**Supplied records:**
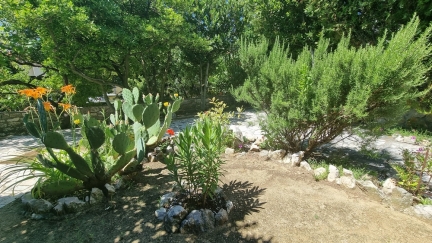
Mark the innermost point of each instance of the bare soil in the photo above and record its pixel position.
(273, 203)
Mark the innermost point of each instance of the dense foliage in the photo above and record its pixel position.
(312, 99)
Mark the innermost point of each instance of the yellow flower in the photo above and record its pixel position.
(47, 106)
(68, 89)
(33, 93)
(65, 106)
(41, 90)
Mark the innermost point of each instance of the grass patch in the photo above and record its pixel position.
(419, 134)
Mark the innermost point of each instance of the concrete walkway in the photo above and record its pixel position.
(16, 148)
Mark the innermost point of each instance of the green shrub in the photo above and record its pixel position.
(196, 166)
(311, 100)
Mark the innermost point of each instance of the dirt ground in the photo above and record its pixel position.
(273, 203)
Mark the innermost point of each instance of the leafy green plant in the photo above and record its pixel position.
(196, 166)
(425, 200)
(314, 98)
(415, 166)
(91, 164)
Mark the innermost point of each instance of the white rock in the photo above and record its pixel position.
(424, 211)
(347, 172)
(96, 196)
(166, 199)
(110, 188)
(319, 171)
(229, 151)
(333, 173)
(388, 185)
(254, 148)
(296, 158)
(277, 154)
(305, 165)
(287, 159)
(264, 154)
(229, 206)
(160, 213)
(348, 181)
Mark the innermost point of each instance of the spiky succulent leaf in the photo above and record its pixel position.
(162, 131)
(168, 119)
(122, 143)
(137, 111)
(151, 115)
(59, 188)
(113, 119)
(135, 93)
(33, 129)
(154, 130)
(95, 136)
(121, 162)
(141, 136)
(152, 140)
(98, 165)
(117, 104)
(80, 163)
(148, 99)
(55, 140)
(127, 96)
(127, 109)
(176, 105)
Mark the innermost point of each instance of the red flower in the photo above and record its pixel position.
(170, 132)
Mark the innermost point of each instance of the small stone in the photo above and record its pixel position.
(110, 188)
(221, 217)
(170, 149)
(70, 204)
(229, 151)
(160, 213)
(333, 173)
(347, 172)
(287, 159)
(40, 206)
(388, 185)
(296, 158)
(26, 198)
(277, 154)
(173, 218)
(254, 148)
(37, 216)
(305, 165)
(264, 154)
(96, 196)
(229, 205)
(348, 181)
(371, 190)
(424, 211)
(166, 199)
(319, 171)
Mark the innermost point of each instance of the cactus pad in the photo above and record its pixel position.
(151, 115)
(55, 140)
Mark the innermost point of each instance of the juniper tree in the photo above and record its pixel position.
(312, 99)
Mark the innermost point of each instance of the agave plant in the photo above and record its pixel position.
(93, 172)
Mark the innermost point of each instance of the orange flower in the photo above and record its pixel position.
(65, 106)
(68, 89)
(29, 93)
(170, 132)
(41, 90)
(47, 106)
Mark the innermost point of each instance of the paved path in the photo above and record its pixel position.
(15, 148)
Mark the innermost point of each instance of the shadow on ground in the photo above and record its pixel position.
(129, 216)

==

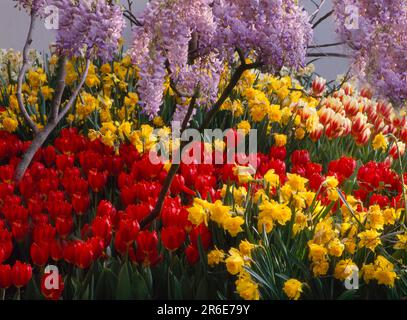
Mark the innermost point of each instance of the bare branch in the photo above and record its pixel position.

**What is required:** Pick out each line of the listing above that contains the word "plant". Case matters.

**Correct result:**
Mark the innermost point of each instance of the leafy green plant in the photo above and record its pixel position.
Mark the innermost point of each instance of the agave plant in the photo above and record its pixel position.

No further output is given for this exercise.